**Given task:** Rewrite the lines below, replacing "gnarled bark burl" with "knotted tree burl" and leaving everything else unchanged.

**Input for this task:**
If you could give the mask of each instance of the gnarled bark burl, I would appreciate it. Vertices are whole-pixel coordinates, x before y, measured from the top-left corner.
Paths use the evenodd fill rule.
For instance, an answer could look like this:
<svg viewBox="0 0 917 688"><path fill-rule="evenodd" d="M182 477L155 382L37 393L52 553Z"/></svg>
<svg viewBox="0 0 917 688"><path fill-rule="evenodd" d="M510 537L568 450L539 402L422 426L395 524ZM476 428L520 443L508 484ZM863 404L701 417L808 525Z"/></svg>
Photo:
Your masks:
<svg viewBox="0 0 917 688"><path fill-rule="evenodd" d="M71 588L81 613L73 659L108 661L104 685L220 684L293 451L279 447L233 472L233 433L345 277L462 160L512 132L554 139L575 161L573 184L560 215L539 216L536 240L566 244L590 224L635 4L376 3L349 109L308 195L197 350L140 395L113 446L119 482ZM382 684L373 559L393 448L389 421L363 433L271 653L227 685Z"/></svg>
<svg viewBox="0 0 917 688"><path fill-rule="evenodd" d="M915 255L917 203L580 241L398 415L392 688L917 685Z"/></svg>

**Full answer:**
If you could give the mask of each instance of the knotted tree burl, I would appreciate it. Vertices are whole-pixel coordinates, x before y, measured from the top-left corner.
Paths use the evenodd fill rule.
For instance, an answer could look like this:
<svg viewBox="0 0 917 688"><path fill-rule="evenodd" d="M182 477L155 382L37 393L52 553Z"/></svg>
<svg viewBox="0 0 917 688"><path fill-rule="evenodd" d="M510 537L568 450L539 402L422 426L395 524ZM476 428L520 443L508 484ZM863 404L701 417L808 525Z"/></svg>
Photo:
Your masks:
<svg viewBox="0 0 917 688"><path fill-rule="evenodd" d="M71 588L81 613L73 659L108 661L104 685L220 684L293 451L279 447L233 472L233 433L345 277L462 160L512 132L554 139L575 161L573 184L560 215L539 216L536 240L566 244L590 224L635 4L376 3L349 109L308 195L197 350L140 395L113 446L119 482ZM382 684L373 559L393 448L389 421L363 433L271 653L227 685Z"/></svg>
<svg viewBox="0 0 917 688"><path fill-rule="evenodd" d="M915 255L917 203L580 241L398 415L392 688L917 685Z"/></svg>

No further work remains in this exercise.